Coordinate annotation records:
<<<<
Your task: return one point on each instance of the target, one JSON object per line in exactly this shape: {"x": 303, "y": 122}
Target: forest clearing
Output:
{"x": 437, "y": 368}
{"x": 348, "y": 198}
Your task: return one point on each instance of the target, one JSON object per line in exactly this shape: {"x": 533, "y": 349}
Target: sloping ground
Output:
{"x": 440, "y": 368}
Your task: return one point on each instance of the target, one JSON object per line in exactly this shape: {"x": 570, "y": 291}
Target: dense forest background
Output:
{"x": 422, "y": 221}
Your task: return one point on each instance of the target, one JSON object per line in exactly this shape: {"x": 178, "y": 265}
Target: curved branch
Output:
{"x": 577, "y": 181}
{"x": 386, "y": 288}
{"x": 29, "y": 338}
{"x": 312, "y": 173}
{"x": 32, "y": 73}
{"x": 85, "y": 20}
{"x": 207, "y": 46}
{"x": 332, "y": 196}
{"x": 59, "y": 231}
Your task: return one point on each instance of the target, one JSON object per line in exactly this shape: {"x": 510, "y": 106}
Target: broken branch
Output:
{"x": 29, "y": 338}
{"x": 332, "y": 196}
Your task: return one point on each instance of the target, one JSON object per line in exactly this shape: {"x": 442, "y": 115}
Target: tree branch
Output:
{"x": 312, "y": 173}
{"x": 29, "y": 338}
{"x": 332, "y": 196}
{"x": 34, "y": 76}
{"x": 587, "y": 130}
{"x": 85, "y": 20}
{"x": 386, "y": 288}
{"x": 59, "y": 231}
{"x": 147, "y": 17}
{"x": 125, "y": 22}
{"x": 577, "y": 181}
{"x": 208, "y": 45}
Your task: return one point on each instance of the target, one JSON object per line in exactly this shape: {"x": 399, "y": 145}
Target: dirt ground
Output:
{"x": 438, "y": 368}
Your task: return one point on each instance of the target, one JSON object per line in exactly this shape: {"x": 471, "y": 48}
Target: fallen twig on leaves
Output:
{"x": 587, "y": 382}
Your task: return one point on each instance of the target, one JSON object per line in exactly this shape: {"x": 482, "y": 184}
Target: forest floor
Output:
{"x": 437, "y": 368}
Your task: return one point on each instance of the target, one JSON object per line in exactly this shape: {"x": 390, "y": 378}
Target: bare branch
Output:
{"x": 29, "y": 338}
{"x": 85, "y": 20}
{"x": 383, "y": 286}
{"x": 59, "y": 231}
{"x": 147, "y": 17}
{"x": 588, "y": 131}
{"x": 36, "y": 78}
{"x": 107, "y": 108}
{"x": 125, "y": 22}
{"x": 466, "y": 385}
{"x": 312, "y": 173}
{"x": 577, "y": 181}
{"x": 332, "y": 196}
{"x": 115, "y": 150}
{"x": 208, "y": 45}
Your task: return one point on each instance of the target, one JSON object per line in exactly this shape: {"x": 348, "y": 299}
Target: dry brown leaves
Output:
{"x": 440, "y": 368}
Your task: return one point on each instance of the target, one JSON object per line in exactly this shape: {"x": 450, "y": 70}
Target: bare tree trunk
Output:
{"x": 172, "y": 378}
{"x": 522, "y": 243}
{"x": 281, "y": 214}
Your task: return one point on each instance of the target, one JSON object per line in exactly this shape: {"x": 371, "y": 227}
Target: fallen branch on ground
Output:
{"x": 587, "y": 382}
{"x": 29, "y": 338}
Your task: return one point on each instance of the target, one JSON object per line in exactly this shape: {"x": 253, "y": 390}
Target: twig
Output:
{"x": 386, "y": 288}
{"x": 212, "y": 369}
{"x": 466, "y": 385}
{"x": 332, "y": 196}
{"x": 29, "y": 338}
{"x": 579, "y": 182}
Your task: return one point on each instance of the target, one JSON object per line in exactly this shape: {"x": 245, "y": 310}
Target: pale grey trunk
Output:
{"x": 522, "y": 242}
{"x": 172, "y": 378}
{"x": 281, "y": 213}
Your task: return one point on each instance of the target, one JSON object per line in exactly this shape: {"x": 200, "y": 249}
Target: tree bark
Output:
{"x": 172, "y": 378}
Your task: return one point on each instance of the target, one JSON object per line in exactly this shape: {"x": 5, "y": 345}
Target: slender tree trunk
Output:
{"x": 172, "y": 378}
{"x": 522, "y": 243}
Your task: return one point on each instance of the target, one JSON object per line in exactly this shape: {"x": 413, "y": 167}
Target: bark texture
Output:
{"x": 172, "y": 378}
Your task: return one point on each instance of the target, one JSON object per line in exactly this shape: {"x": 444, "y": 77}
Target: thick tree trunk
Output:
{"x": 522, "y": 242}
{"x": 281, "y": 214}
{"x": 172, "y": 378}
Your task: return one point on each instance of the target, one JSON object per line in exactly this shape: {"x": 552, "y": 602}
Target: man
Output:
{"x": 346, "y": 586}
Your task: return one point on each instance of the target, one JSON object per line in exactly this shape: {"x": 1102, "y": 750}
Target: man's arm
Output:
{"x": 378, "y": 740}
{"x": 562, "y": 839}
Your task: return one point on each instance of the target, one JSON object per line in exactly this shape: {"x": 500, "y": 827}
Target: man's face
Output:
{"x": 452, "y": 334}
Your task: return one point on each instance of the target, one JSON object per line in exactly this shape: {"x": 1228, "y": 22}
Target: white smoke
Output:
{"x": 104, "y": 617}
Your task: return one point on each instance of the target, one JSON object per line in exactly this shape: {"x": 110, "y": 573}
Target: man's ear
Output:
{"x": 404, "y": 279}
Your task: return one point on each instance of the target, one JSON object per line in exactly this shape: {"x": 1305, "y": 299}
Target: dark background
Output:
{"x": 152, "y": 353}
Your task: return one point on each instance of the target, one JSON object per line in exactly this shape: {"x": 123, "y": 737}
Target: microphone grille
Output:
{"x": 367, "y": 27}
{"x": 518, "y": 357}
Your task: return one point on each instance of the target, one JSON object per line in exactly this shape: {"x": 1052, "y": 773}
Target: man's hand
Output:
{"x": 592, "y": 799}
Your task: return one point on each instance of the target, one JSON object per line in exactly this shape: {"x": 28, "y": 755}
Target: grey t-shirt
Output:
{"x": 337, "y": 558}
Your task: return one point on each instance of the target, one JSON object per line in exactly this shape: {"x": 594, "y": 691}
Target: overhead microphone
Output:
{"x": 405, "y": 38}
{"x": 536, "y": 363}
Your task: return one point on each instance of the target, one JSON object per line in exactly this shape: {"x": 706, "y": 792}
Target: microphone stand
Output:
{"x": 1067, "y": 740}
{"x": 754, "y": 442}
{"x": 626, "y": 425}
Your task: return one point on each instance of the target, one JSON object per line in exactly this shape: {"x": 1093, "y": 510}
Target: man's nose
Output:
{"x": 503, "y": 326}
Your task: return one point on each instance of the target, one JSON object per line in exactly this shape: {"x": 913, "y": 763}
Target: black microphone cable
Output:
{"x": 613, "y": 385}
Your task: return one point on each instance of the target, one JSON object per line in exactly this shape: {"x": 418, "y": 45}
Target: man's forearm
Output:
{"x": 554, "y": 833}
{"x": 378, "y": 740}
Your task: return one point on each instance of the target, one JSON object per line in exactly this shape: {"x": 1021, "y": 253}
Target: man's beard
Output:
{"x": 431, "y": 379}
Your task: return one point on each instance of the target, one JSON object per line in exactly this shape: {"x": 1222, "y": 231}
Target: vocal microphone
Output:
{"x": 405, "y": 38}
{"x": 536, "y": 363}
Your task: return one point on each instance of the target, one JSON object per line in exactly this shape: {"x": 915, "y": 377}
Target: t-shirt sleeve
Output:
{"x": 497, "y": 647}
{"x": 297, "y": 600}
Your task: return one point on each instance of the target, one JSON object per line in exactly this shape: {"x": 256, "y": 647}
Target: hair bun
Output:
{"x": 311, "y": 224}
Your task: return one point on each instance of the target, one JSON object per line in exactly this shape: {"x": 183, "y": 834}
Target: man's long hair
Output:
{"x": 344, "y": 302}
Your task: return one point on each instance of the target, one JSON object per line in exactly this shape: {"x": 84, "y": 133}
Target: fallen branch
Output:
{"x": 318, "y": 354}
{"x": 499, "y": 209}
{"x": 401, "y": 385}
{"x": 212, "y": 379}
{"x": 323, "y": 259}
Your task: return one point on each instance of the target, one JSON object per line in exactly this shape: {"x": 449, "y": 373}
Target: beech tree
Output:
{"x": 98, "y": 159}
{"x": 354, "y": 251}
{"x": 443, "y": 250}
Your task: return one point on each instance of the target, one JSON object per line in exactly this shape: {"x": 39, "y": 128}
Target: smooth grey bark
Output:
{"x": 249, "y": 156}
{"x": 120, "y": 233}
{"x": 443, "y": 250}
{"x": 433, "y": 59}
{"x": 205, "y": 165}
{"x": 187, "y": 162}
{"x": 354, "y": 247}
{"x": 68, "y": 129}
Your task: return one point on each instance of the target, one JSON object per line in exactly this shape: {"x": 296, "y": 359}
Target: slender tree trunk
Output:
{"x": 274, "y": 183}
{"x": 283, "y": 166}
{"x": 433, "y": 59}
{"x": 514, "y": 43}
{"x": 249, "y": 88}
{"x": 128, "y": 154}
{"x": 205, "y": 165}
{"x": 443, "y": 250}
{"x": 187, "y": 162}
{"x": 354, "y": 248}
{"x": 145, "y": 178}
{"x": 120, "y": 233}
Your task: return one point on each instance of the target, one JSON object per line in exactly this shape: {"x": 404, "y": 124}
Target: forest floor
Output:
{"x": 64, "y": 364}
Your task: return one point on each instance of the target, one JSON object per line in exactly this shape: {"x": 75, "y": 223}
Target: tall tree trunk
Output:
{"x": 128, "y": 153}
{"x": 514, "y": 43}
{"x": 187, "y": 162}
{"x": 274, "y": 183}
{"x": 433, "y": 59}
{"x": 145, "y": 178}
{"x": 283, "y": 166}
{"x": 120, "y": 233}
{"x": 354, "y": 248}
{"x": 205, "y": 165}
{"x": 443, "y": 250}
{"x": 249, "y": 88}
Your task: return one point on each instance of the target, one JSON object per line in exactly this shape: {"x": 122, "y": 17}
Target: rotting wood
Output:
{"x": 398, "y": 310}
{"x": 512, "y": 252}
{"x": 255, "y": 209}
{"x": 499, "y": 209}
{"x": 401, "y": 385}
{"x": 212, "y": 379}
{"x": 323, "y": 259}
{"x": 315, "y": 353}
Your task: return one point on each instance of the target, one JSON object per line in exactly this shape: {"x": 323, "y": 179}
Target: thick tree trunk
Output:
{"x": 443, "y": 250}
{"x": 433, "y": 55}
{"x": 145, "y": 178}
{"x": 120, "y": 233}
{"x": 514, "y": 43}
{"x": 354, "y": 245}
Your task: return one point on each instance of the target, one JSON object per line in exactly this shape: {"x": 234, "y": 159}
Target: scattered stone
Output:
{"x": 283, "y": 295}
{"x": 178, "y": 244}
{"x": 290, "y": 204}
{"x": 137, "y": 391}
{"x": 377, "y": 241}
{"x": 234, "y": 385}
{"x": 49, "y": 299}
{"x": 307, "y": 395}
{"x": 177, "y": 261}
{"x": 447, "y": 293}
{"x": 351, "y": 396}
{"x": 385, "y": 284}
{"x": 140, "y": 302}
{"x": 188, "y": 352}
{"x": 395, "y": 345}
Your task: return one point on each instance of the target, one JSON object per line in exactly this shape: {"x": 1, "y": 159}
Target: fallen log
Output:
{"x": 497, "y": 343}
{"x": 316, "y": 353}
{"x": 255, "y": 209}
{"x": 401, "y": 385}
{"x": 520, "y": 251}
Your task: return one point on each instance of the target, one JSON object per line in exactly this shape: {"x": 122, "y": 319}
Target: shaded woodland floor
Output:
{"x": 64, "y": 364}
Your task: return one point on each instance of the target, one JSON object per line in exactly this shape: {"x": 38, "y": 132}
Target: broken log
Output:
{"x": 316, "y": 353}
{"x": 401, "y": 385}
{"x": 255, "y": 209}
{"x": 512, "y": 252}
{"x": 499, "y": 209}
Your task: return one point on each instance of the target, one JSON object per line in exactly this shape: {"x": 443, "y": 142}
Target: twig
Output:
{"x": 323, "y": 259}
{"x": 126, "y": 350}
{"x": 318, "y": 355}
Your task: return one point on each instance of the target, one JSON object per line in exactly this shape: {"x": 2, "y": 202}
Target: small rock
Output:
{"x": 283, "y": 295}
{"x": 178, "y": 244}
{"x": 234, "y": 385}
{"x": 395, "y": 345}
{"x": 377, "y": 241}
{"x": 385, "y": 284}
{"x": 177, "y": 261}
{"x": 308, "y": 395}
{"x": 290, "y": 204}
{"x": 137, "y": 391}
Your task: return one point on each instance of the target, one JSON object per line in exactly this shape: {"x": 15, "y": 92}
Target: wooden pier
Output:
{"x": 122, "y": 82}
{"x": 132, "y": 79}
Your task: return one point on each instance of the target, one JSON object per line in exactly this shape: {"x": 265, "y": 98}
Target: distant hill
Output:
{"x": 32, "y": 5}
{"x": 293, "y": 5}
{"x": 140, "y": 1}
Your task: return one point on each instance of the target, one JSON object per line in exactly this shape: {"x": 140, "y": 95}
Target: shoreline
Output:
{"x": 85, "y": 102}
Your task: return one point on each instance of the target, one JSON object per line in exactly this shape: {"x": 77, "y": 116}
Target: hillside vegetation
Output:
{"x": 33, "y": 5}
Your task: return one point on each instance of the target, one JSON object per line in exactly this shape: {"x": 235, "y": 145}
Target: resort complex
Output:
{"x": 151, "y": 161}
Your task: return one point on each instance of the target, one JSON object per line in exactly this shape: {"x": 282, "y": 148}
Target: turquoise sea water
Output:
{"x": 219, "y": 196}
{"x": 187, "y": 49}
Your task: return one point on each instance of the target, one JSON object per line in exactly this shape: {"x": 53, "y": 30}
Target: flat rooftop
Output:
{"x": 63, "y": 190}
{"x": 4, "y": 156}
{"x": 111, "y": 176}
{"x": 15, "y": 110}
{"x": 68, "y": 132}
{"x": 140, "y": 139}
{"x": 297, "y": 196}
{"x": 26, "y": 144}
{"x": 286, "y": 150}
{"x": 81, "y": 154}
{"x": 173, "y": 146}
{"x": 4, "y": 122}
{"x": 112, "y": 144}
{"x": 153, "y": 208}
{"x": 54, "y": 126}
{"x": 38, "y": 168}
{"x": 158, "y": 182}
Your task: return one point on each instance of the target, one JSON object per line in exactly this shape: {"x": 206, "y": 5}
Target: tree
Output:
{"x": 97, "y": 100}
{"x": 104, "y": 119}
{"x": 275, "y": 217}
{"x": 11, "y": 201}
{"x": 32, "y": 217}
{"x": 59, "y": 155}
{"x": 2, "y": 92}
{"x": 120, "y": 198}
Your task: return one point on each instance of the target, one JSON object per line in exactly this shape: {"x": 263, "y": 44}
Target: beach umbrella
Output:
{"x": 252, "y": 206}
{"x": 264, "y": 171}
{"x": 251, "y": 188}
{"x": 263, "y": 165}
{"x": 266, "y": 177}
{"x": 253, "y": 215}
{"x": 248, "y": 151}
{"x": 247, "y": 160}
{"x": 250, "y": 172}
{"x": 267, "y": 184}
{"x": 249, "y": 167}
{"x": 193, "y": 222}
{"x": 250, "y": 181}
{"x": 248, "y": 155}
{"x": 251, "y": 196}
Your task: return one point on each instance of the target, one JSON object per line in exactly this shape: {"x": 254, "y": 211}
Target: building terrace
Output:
>>>>
▶ **Task to complete**:
Pull out every line of the material above that contains the word "background". Upper and lower case must match.

▶ **The response**:
Target: dense forest background
Target: dark background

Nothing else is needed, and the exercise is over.